[Items from a data source]
• • • •
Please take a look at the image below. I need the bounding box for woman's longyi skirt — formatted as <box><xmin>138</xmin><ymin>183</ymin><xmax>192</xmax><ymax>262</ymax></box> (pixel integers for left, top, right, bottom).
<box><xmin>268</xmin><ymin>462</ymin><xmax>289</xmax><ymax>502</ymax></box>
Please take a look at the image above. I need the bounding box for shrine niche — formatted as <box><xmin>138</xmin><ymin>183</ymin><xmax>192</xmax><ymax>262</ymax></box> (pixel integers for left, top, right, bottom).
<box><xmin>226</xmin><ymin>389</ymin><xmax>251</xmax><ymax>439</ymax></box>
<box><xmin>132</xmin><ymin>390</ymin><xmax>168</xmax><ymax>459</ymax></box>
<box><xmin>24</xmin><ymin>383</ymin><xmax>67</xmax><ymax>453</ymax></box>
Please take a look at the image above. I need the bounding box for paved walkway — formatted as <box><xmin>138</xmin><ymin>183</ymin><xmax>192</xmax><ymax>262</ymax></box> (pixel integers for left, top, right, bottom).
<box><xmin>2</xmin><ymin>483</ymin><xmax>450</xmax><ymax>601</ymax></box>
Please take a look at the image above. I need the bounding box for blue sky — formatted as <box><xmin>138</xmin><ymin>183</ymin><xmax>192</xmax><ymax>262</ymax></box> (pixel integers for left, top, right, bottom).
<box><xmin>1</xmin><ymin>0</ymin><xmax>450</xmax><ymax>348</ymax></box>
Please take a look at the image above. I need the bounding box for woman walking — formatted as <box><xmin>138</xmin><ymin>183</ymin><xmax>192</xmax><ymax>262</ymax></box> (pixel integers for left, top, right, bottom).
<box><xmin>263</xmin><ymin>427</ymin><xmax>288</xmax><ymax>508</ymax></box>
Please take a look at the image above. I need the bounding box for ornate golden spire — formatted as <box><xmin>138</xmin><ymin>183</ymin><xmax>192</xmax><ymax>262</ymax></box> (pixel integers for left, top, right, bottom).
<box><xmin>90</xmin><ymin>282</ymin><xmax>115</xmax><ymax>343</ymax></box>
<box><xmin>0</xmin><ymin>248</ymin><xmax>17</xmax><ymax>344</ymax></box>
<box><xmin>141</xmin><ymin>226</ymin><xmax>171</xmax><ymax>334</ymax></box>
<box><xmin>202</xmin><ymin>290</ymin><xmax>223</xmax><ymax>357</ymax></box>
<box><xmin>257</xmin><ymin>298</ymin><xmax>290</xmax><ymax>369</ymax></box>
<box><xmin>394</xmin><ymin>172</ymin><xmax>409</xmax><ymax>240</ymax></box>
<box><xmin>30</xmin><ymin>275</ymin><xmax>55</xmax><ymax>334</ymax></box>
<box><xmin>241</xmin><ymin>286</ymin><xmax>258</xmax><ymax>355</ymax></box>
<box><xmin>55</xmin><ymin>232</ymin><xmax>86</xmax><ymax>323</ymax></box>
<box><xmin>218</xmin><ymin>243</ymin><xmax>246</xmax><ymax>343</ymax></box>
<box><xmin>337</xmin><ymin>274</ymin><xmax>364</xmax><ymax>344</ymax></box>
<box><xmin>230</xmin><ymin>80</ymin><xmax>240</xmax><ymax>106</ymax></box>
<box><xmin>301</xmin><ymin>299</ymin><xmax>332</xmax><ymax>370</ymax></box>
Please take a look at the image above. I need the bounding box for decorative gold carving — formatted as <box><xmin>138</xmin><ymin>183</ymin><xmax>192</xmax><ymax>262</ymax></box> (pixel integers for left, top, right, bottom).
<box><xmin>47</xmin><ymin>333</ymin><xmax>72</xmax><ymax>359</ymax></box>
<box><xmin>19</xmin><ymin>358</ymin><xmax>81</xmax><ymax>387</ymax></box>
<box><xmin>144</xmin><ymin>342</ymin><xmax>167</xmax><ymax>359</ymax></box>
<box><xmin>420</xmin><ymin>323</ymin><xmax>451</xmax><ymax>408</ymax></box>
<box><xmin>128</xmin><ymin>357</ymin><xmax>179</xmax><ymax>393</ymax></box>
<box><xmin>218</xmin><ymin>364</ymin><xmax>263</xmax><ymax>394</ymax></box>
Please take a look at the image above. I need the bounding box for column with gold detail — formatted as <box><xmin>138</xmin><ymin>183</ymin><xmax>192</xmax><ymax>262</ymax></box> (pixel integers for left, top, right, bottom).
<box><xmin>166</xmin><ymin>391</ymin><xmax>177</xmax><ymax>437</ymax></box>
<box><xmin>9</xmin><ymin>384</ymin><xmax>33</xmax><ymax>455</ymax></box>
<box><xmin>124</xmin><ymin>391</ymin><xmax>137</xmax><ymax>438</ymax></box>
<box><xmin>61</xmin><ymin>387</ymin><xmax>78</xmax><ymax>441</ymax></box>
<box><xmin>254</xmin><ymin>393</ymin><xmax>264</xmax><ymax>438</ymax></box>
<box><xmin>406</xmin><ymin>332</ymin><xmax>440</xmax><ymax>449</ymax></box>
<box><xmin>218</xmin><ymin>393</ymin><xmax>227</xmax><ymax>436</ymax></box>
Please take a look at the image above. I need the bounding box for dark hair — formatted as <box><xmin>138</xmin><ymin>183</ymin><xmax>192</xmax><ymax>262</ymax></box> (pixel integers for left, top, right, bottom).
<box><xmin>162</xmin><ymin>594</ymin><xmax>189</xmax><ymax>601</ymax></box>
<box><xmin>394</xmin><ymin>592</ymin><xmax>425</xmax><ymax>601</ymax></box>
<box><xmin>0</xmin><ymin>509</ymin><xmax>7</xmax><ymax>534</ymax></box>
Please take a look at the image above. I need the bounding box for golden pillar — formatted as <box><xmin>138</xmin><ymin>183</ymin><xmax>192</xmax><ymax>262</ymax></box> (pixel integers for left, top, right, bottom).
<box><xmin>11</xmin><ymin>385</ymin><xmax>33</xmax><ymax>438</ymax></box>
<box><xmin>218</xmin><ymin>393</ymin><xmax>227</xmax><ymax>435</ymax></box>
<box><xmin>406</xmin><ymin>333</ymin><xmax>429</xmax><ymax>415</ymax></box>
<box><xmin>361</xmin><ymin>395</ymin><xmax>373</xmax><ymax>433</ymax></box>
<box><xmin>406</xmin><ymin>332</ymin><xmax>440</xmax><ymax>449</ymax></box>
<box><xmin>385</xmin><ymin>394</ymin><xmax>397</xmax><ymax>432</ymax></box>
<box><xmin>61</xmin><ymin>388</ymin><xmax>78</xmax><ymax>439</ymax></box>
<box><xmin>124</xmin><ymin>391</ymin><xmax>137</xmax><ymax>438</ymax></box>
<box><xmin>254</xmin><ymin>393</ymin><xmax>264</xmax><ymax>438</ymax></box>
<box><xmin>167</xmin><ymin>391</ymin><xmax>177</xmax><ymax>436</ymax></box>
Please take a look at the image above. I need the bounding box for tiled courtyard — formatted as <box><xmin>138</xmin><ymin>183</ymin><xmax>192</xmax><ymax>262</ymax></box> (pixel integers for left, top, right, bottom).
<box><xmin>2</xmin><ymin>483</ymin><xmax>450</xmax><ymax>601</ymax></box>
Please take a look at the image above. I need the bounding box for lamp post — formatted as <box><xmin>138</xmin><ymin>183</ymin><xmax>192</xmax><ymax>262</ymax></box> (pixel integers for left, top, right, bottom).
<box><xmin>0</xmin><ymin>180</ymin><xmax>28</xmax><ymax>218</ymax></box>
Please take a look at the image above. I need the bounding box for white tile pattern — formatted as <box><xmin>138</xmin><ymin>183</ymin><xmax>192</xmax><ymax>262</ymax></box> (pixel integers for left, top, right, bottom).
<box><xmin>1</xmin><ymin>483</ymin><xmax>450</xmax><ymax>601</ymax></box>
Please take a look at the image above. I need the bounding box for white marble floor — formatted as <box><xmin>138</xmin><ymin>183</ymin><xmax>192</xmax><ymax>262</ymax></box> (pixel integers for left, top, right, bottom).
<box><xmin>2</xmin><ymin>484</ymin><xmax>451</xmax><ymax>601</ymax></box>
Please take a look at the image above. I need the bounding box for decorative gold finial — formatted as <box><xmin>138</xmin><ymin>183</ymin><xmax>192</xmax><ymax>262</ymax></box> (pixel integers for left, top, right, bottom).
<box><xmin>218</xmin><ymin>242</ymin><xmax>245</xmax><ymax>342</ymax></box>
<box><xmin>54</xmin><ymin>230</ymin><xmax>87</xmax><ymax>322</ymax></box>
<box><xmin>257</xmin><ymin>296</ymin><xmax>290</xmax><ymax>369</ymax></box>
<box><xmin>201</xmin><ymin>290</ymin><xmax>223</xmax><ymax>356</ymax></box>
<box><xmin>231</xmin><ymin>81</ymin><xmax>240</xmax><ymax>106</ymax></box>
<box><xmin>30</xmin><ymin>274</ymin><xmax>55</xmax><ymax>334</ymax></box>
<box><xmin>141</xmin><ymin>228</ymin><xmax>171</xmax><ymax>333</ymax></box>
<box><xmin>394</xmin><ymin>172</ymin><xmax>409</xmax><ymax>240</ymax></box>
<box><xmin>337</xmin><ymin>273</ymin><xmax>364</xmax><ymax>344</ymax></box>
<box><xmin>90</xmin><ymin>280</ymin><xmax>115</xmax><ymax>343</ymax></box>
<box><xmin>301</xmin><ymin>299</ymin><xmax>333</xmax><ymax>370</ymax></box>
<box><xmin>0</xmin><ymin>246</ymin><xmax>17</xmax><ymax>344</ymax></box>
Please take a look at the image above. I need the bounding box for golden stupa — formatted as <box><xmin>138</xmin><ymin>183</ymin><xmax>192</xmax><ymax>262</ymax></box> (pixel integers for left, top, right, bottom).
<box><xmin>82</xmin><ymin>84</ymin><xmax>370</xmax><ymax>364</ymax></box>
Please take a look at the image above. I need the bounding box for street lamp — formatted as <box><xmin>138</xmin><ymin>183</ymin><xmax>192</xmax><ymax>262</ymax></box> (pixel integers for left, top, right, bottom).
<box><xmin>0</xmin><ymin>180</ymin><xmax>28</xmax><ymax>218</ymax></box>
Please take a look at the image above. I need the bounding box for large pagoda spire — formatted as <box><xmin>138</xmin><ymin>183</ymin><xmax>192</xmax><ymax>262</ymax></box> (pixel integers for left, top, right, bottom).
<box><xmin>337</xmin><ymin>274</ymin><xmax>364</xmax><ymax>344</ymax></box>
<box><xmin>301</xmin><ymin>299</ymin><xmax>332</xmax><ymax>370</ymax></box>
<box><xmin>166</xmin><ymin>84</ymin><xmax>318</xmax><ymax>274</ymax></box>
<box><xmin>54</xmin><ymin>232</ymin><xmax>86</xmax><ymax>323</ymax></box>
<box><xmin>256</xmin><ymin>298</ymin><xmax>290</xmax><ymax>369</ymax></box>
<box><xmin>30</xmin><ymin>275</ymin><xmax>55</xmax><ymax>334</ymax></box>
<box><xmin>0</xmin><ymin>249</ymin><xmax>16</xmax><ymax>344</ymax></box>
• • • •
**DIRECTIONS FOR THIS TASK**
Keep only the lines from the one containing "box for street" through the final line of the records, and transcribe them exactly.

**SOLUTION TO THIS TASK**
Please take a look at the image above. I need the bounding box for street lamp — formatted as <box><xmin>138</xmin><ymin>183</ymin><xmax>192</xmax><ymax>262</ymax></box> (pixel integers for left, top, right, bottom).
<box><xmin>0</xmin><ymin>180</ymin><xmax>28</xmax><ymax>218</ymax></box>
Please take a look at the image above. I need the bounding box for large pagoda spire — formatted as <box><xmin>138</xmin><ymin>183</ymin><xmax>192</xmax><ymax>262</ymax></box> (pixel integers for left, top, right, bottom).
<box><xmin>337</xmin><ymin>274</ymin><xmax>364</xmax><ymax>344</ymax></box>
<box><xmin>301</xmin><ymin>299</ymin><xmax>332</xmax><ymax>370</ymax></box>
<box><xmin>166</xmin><ymin>84</ymin><xmax>318</xmax><ymax>274</ymax></box>
<box><xmin>54</xmin><ymin>232</ymin><xmax>86</xmax><ymax>323</ymax></box>
<box><xmin>256</xmin><ymin>298</ymin><xmax>290</xmax><ymax>369</ymax></box>
<box><xmin>30</xmin><ymin>275</ymin><xmax>55</xmax><ymax>334</ymax></box>
<box><xmin>0</xmin><ymin>249</ymin><xmax>16</xmax><ymax>344</ymax></box>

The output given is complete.